_TASK LIST:_
1 - Translate this sentence from the interview about founding the Seattle chapter of the Black Panther Party into Spanish: "This all played a part in shaping my political consciousness."
2 - Continue the interview about founding the Seattle chapter of the Black Panther Party, picking up right after its final sentence.

_TEXT UNDER STUDY:_
● ● ● ●

After my father got out of the military, he joined the Communist Party and Paul Robeson’s Youth Brigade. These were the stories I grew up on, and they gave me an understanding of some of the fundamental problems with this country.

Besides my upbringing, you have to look at the conditions that existed when I was growing up–being exposed to the civil rights movement and the assassination of political leaders. This all played a part in shaping my political consciousness.

YOU FOUNDED the Seattle chapter of the Black Panther Party. What made you decide to be a Panther?

MY BROTHER and the younger people we ran with were looking for a way to organize against racism and the other issues we felt needed to be addressed.

At first, we thought a Black Student Union (BSU) would satisfy that, and it didn’t. We did have some successes. We were able to pressure the University of Washington to implement a Black Studies Department, but many people in that organization were more into academics and not as much into action.

So then we started a Student Non-violent Coordinating Committee chapter. But that didn’t end up satisfying us either. Remember, Martin Luther King was assassinated in 1968, and we felt it was a time when we had to do more.

So soon after that, we had an opportunity to go down to Oakland for a BSU conference. But I cut out of the conference and went to go see the Black Panther Party give a memorial service for Little Bobby Hutton, who had just been murdered by the police.

● ● ● ●

_RECORDS SUPPLIED:_

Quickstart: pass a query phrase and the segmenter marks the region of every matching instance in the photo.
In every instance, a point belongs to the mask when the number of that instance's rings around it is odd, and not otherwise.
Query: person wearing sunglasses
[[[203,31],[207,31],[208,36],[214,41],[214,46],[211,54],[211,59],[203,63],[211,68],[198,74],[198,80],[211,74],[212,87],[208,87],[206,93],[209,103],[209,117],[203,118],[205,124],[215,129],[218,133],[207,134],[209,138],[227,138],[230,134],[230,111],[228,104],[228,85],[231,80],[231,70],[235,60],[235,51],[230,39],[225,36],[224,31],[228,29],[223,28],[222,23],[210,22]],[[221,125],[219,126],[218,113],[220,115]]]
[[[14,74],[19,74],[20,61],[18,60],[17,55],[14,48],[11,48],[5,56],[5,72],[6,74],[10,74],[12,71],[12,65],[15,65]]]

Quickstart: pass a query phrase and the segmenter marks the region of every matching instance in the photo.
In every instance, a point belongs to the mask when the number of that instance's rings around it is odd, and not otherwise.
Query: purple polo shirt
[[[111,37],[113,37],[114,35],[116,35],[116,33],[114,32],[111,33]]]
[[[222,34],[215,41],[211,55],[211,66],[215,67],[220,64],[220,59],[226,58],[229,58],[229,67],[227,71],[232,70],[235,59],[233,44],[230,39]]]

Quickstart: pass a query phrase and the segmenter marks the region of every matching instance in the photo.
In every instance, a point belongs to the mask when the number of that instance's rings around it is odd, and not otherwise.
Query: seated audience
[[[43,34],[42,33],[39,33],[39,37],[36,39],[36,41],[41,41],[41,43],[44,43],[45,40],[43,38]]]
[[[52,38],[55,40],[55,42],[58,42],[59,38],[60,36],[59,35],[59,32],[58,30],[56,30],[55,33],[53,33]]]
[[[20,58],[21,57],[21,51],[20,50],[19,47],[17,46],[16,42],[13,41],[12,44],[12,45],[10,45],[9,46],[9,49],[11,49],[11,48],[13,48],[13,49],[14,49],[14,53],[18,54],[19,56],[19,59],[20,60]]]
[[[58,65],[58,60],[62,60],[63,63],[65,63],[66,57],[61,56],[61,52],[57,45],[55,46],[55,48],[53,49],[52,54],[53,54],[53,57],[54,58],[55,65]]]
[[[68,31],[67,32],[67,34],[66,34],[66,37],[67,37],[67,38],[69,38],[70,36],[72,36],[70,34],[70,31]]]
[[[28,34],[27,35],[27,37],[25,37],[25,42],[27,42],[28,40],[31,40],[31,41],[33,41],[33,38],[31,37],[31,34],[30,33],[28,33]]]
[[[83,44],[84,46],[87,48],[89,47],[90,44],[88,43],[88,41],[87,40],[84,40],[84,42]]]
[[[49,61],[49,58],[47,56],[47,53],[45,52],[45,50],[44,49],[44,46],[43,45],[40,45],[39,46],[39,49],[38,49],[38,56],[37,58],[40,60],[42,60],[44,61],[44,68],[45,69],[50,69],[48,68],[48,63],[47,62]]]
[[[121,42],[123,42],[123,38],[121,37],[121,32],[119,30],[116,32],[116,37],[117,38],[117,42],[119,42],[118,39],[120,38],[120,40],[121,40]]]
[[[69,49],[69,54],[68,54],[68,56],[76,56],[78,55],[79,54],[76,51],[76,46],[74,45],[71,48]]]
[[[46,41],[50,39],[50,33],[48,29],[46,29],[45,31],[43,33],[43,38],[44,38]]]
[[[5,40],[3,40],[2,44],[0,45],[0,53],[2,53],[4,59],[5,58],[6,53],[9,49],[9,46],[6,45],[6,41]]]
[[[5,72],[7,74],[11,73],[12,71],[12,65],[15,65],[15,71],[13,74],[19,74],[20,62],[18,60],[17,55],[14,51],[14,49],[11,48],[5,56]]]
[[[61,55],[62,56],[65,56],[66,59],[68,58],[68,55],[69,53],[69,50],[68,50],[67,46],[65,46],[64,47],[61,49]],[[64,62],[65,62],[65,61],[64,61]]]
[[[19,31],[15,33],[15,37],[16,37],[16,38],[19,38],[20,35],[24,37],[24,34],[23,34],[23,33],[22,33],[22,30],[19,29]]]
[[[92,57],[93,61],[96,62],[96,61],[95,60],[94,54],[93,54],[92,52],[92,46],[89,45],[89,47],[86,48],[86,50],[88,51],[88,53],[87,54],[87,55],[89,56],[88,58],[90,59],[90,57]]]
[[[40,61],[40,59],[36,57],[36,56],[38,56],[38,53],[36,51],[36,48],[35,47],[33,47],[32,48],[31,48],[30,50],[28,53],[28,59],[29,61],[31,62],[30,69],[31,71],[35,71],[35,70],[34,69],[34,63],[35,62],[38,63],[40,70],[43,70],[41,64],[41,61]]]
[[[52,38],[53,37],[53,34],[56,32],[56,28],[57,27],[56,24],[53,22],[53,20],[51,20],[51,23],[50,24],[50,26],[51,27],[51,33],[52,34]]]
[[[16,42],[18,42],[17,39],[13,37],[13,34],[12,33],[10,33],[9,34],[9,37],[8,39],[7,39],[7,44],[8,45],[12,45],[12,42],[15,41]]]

● ● ● ●

_RESULTS OF THE TASKS:_
1 - Todo esto contribuyó a formar mi conciencia política.

2 -
I saw Bobby Seale deliver the most dynamic speech I have ever heard. He had just come from the funeral where he had to bury his comrade. He was very emotional about what happened, and that was the first time I heard anyone speak so directly. This was first time I experienced the brashness of the Black Panthers–and I liked it.

We recognized immediately that this was what we wanted to be a part of. We understood that was what this country needed: an organization like the BPP that was putting theory into practice–that was out in the community doing some very important work.

WHAT WAS some of that work?

WE HAD the Free Breakfast Program, the free medical clinics, free legal aid, food banks and more. In fact, the campaign headquarters that we have now was the site of our free medical clinic back in 1972.

All of the programs that we started–we had some 60 different programs–showed that the people had the ability to control their own destiny. They had the ability to address their own issues by uniting and working together. That is the legacy the Black Panther Party left to the world–the people have the power to make the changes to improve their lives.

THE ELECTION is just days away as we speak. What would you say you’ve accomplished with this campaign?

WHETHER WE win or lose on November 7, this campaign has accomplished a lot.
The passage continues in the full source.